[[ Data in this exercise, beginning ]]

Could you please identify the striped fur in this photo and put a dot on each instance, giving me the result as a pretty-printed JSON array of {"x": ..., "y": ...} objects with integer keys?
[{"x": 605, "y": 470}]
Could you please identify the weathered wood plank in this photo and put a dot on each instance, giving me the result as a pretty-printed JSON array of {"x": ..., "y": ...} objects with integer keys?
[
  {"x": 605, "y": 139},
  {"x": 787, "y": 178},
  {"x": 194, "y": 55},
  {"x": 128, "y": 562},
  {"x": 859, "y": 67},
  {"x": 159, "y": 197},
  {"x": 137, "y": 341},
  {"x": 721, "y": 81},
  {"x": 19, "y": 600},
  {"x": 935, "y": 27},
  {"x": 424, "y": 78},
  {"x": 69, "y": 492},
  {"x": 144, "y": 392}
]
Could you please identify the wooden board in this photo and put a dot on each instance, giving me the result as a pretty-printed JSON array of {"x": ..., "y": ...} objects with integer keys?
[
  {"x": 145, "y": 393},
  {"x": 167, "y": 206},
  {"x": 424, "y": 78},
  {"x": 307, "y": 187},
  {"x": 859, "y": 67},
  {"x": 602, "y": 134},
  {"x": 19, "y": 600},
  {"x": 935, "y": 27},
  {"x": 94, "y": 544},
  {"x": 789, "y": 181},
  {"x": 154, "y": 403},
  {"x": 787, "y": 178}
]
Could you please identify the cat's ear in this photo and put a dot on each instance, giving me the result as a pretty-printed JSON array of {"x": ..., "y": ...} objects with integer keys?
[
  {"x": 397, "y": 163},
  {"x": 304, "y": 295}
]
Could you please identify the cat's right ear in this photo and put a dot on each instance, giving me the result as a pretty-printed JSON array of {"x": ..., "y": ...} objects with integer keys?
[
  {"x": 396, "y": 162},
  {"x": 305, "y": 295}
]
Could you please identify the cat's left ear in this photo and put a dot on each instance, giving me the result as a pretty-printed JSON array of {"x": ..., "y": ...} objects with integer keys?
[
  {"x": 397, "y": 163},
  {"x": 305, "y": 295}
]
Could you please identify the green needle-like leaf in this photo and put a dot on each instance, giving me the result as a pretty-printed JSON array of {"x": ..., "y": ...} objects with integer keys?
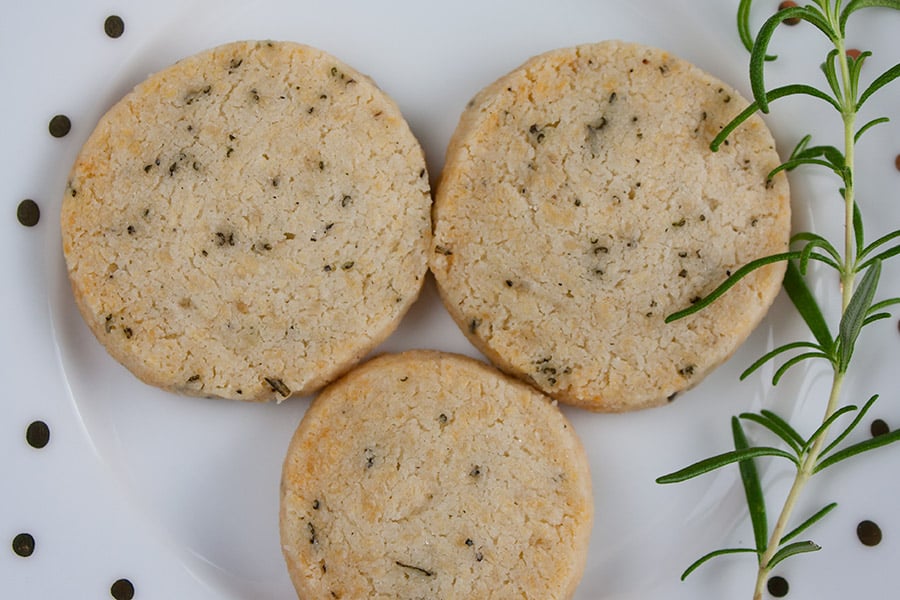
[
  {"x": 758, "y": 54},
  {"x": 729, "y": 283},
  {"x": 711, "y": 555},
  {"x": 883, "y": 304},
  {"x": 775, "y": 94},
  {"x": 880, "y": 258},
  {"x": 792, "y": 164},
  {"x": 855, "y": 66},
  {"x": 876, "y": 317},
  {"x": 756, "y": 503},
  {"x": 855, "y": 314},
  {"x": 775, "y": 428},
  {"x": 806, "y": 305},
  {"x": 876, "y": 442},
  {"x": 792, "y": 550},
  {"x": 779, "y": 373},
  {"x": 743, "y": 22},
  {"x": 721, "y": 460},
  {"x": 855, "y": 5},
  {"x": 775, "y": 352},
  {"x": 878, "y": 243},
  {"x": 814, "y": 240},
  {"x": 879, "y": 82},
  {"x": 859, "y": 416},
  {"x": 809, "y": 522}
]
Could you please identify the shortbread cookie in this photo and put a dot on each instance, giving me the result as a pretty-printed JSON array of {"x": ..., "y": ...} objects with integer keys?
[
  {"x": 247, "y": 223},
  {"x": 431, "y": 475},
  {"x": 580, "y": 205}
]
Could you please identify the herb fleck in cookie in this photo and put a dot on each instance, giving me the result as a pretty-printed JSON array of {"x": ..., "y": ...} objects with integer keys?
[
  {"x": 580, "y": 205},
  {"x": 247, "y": 223},
  {"x": 429, "y": 475}
]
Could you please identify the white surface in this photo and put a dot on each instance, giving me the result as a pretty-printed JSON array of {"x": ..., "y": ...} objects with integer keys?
[{"x": 180, "y": 495}]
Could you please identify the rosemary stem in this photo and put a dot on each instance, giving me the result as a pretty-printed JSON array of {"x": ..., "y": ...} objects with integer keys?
[
  {"x": 800, "y": 480},
  {"x": 848, "y": 275}
]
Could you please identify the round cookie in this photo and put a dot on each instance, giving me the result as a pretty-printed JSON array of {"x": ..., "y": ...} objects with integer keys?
[
  {"x": 247, "y": 223},
  {"x": 432, "y": 475},
  {"x": 580, "y": 205}
]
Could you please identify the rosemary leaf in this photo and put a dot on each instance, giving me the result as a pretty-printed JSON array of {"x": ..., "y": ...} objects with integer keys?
[
  {"x": 826, "y": 424},
  {"x": 828, "y": 67},
  {"x": 778, "y": 429},
  {"x": 773, "y": 353},
  {"x": 878, "y": 243},
  {"x": 758, "y": 53},
  {"x": 849, "y": 451},
  {"x": 879, "y": 82},
  {"x": 713, "y": 554},
  {"x": 775, "y": 94},
  {"x": 855, "y": 313},
  {"x": 858, "y": 231},
  {"x": 817, "y": 241},
  {"x": 756, "y": 502},
  {"x": 880, "y": 257},
  {"x": 850, "y": 427},
  {"x": 779, "y": 373},
  {"x": 743, "y": 24},
  {"x": 791, "y": 550},
  {"x": 728, "y": 283},
  {"x": 721, "y": 460},
  {"x": 883, "y": 304},
  {"x": 792, "y": 164},
  {"x": 809, "y": 522}
]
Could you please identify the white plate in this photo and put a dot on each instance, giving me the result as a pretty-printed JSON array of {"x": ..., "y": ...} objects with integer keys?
[{"x": 179, "y": 496}]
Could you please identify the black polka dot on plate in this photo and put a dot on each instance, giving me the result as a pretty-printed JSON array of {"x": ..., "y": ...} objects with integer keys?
[
  {"x": 869, "y": 533},
  {"x": 60, "y": 125},
  {"x": 114, "y": 26},
  {"x": 122, "y": 589},
  {"x": 23, "y": 544},
  {"x": 879, "y": 427},
  {"x": 778, "y": 586},
  {"x": 28, "y": 213},
  {"x": 37, "y": 434}
]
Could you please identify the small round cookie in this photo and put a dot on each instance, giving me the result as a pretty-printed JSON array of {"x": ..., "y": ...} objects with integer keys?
[
  {"x": 580, "y": 205},
  {"x": 432, "y": 475},
  {"x": 247, "y": 223}
]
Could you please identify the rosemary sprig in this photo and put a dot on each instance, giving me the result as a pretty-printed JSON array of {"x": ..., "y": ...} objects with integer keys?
[{"x": 859, "y": 269}]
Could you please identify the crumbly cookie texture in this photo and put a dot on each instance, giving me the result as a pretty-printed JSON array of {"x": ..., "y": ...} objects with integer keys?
[
  {"x": 580, "y": 205},
  {"x": 247, "y": 223},
  {"x": 431, "y": 475}
]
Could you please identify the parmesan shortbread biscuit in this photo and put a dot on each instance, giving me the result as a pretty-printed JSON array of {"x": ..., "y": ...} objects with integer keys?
[
  {"x": 247, "y": 223},
  {"x": 580, "y": 205},
  {"x": 431, "y": 475}
]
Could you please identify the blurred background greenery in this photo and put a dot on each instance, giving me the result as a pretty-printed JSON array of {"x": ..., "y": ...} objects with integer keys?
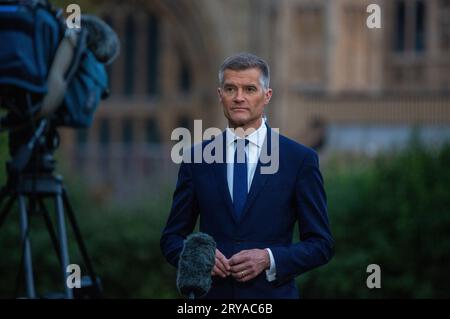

[[ Data in this exercise, end ]]

Goal of the exercise
Every line of the data above should be returned exactly, with the pictures removed.

Exercise answer
Could you please identify the striped fur in this photo and put a dot on each instance, giving me the result as a pretty-printed JSON array of {"x": ..., "y": ...} objects with integer keys?
[{"x": 605, "y": 470}]
Could you please identify the weathered wood plank in this photo and put a dot on each instance, giving me the result as a pretty-printed JSON array of {"x": ..., "y": ...} objects with integer keys?
[
  {"x": 605, "y": 139},
  {"x": 787, "y": 178},
  {"x": 194, "y": 55},
  {"x": 128, "y": 562},
  {"x": 859, "y": 67},
  {"x": 159, "y": 197},
  {"x": 137, "y": 341},
  {"x": 721, "y": 81},
  {"x": 19, "y": 600},
  {"x": 935, "y": 27},
  {"x": 424, "y": 78},
  {"x": 69, "y": 492},
  {"x": 144, "y": 392}
]
Could you please identify the wooden board in this photo and put a dot on each instance, giving me the result as a pretty-printed JSON array of {"x": ..., "y": ...} objects with integer keys?
[
  {"x": 145, "y": 393},
  {"x": 167, "y": 206},
  {"x": 424, "y": 78},
  {"x": 307, "y": 187},
  {"x": 859, "y": 67},
  {"x": 602, "y": 134},
  {"x": 19, "y": 600},
  {"x": 935, "y": 27},
  {"x": 94, "y": 544},
  {"x": 789, "y": 181},
  {"x": 154, "y": 403},
  {"x": 787, "y": 178}
]
Could you please identify the cat's ear in this photo and put a dot on each instance, giving me the result as a pretty-printed JSON array of {"x": ..., "y": ...} objects with integer keys?
[
  {"x": 397, "y": 163},
  {"x": 304, "y": 295}
]
Could you please identify the cat's right ear in this photo and put a dot on each instance, giving me the result as a pretty-printed JSON array of {"x": ..., "y": ...} objects with integer keys?
[
  {"x": 396, "y": 162},
  {"x": 305, "y": 295}
]
Could you please identify the cat's left ear in this photo and put a dot on each instance, giving me the result as a pretty-printed JSON array of {"x": ..., "y": ...} objects with integer keys?
[
  {"x": 397, "y": 163},
  {"x": 305, "y": 295}
]
Could you please identify the green needle-like leaf in this photo and put a dot on each instance, giving me the result as a pretty-printed JSON array of {"x": ..., "y": ...} objects with integer keys?
[
  {"x": 758, "y": 54},
  {"x": 729, "y": 283},
  {"x": 711, "y": 555},
  {"x": 883, "y": 304},
  {"x": 775, "y": 94},
  {"x": 880, "y": 258},
  {"x": 792, "y": 164},
  {"x": 855, "y": 66},
  {"x": 876, "y": 317},
  {"x": 756, "y": 503},
  {"x": 855, "y": 314},
  {"x": 775, "y": 428},
  {"x": 806, "y": 305},
  {"x": 876, "y": 442},
  {"x": 792, "y": 550},
  {"x": 779, "y": 373},
  {"x": 743, "y": 22},
  {"x": 721, "y": 460},
  {"x": 855, "y": 5},
  {"x": 775, "y": 352},
  {"x": 878, "y": 243},
  {"x": 814, "y": 240},
  {"x": 879, "y": 82},
  {"x": 859, "y": 416},
  {"x": 809, "y": 522}
]
Could you please identify the shortbread cookie in this photo and put a dot on each instance, giving me the result as a pretty-printed JSON array of {"x": ..., "y": ...} objects with integer keys?
[
  {"x": 247, "y": 223},
  {"x": 431, "y": 475},
  {"x": 580, "y": 205}
]
Could you please identify the herb fleck in cookie in this photo and put a dot on each instance, giving me the result as a pretty-printed JSON array of {"x": ..., "y": ...} objects with integer keys?
[
  {"x": 580, "y": 205},
  {"x": 247, "y": 223},
  {"x": 429, "y": 475}
]
Could you please identify the white surface in this photo and put a dot on each instance, giving me the result as a pretty-printed JSON array of {"x": ..., "y": ...} objects with integer keys?
[{"x": 180, "y": 495}]
Could you please identify the rosemary stem in this photo and put a dot on each instance, giving me the result as a pretty-printed JSON array of {"x": ..., "y": ...} objects with integer keys?
[
  {"x": 800, "y": 480},
  {"x": 848, "y": 275}
]
Could you please identify the round cookie in this photo and put a dot on each instance, giving me the result as a pretty-printed JSON array of {"x": ..., "y": ...} objects with integer keys?
[
  {"x": 247, "y": 223},
  {"x": 432, "y": 475},
  {"x": 580, "y": 205}
]
Could you please identify the rosemary leaf in this photo and put a dot on each instance, giving me the result as a pretty-printed JSON array of {"x": ..., "y": ...} objects with integer keys?
[
  {"x": 826, "y": 424},
  {"x": 828, "y": 67},
  {"x": 778, "y": 429},
  {"x": 773, "y": 353},
  {"x": 878, "y": 243},
  {"x": 758, "y": 53},
  {"x": 849, "y": 451},
  {"x": 879, "y": 82},
  {"x": 713, "y": 554},
  {"x": 775, "y": 94},
  {"x": 855, "y": 313},
  {"x": 858, "y": 231},
  {"x": 817, "y": 241},
  {"x": 756, "y": 502},
  {"x": 880, "y": 257},
  {"x": 850, "y": 427},
  {"x": 779, "y": 373},
  {"x": 743, "y": 24},
  {"x": 791, "y": 550},
  {"x": 728, "y": 283},
  {"x": 721, "y": 460},
  {"x": 883, "y": 304},
  {"x": 792, "y": 164},
  {"x": 809, "y": 522}
]
Could you please identify the white plate in this photo and put a dot on each instance, giving me the result as a pretty-printed JSON array of {"x": ..., "y": ...} objects with integer keys?
[{"x": 179, "y": 496}]
Could you please identify the black polka dot on plate in this photo and put a dot on each instance, giving me the result as a pretty-printed JSON array of {"x": ..., "y": ...} objects with integer keys?
[
  {"x": 869, "y": 533},
  {"x": 60, "y": 125},
  {"x": 114, "y": 26},
  {"x": 122, "y": 589},
  {"x": 23, "y": 544},
  {"x": 879, "y": 427},
  {"x": 778, "y": 586},
  {"x": 28, "y": 213},
  {"x": 37, "y": 434}
]
Could you please identify the small round cookie in this photo and put a dot on each instance, giving me the result as a pretty-printed JSON array of {"x": ..., "y": ...} objects with integer keys?
[
  {"x": 580, "y": 205},
  {"x": 432, "y": 475},
  {"x": 247, "y": 223}
]
Could you please identify the rosemary sprig in this photo and put a dot on each instance, giving me the result as a pretty-printed JSON array of {"x": ..., "y": ...} objects with integer keys?
[{"x": 859, "y": 269}]
Could you please identify the crumbly cookie texture in this photo and put a dot on each instance, giving me the result as a pretty-printed JSON array of {"x": ..., "y": ...} objects with integer keys?
[
  {"x": 580, "y": 205},
  {"x": 247, "y": 223},
  {"x": 431, "y": 475}
]
Could you please identify the parmesan shortbread biscuit in this photo and put a dot on each instance, giving me the result as a pretty-printed JSON array of {"x": ..., "y": ...} objects with integer keys?
[
  {"x": 247, "y": 223},
  {"x": 580, "y": 205},
  {"x": 431, "y": 475}
]
Could you please identify the blurred background greenery in this photo and put a dot on each instance, giving me the result as a pretty-printed JSON array of {"x": ..., "y": ...} objects with integer keys?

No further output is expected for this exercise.